DOCUMENT SECTION =>

<<<<

104.Section 14: Representation. This section requires the Legal Services Commission to fund representation for individuals granted a right to representation in accordance with Schedule 3. It enables the Commission to comply with this duty in the same ways as section 13 does for advice and assistance. The power to make direct case-by-case payments to representatives (subsection (2)(b)) will allow the Commission to continue to pay non-contracted lawyers to provide representation during the transitional period while contracting develops; and possibly after that where this proves to be the best means of securing the necessary services.

105.Section 14(3)(a) requires the Lord Chancellor to make remuneration orders to set rates for such direct payments. Section 14(5) provides for reviews of, or appeals against, determinations of fees required for the purposes of a remuneration order.

106.Section 14(1) gives effect to Schedule 3 (Criminal Defence Service: right to representation) which deals with the grant of rights to representation. Paragraph 1 provides that a right may be granted to individuals involved in criminal proceedings as defined in section 12(2) (see paragraph 98 above). Paragraph 1(2) provides that a right may also be granted to private prosecutors to resist appeals to the Crown Court by people they had prosecuted in a magistrates’ court. (This mirrors section 21(1) of the Legal Aid Act 1988).

107.Paragraph 2 provides that a right may be granted by the court hearing the proceedings and by other courts prescribed in regulations. In most cases, a right will be granted by a magistrates’ court and will also cover the case if it goes on to the Crown Court. (This is currently the position under section 20(4) of the 1988 Act.)

108.Paragraph 2(5) provides for regulations about when a court must consider withdrawing a right to representation. The prescribed circumstances are likely to include where the charges are reduced so that imprisonment is no longer likely, and where the defendant has refused to co-operate with an inquiry into his or her means (see paragraph 119 below).

109.Paragraph 5 provides that a right should be granted where the interests of justice require it, and sets out the factors to be considered in assessing the interests of justice. The factors mirror those in section 22(2) of the 1988 Act. Paragraph 5(3) allows the Lord Chancellor to make an order amending the criteria, and paragraph 4 provides for regulations about appeals. Section 25(9) makes both these powers subject to Parliamentary approval under the affirmative resolution procedure; the equivalent powers in the 1988 Act, sections 22(3) & 21(10) respectively, are subject to the negative procedure. Paragraph 5(4) allows for cases in which a right must always be granted. This power will be used to mirror section 21(3) of the current Act.

>>>>

Named-object pointing records =>
<<<<

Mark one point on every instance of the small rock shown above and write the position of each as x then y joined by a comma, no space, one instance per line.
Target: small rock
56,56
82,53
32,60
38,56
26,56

>>>>

SET OF TASKS =>
#1 Answer these about the notes on representation:
(a) Who must make remuneration orders to set rates for direct payments?
(b) In most cases, which court will grant a right to representation?
(c) Which section of the 1988 Act do the interests-of-justice factors mirror?
#2 Rewrite the stretch of the notes on representation from "107.Paragraph 2 provides" through "paragraph 119 below).", substituting "revoking" for "withdrawing".
#3 Summarize the notes on representation in two sentences.
The items stand apart from the notes on representation.

THE RESULTS =>
#1
(a) The Lord Chancellor
(b) A magistrates’ court
(c) Section 22(2)

#2
107.Paragraph 2 provides that a right may be granted by the court hearing the proceedings and by other courts prescribed in regulations. In most cases, a right will be granted by a magistrates’ court and will also cover the case if it goes on to the Crown Court. (This is currently the position under section 20(4) of the 1988 Act.)

108.Paragraph 2(5) provides for regulations about when a court must consider revoking a right to representation. The prescribed circumstances are likely to include where the charges are reduced so that imprisonment is no longer likely, and where the defendant has refused to co-operate with an inquiry into his or her means (see paragraph 119 below).

#3 Section 14 requires the Legal Services Commission to fund representation for individuals granted a right to representation under Schedule 3, and it allows direct case-by-case payments at rates set by the Lord Chancellor's remuneration orders. Schedule 3 provides that a right may be granted by the court hearing the proceedings and by other prescribed courts, and that it should be granted where the interests of justice require it.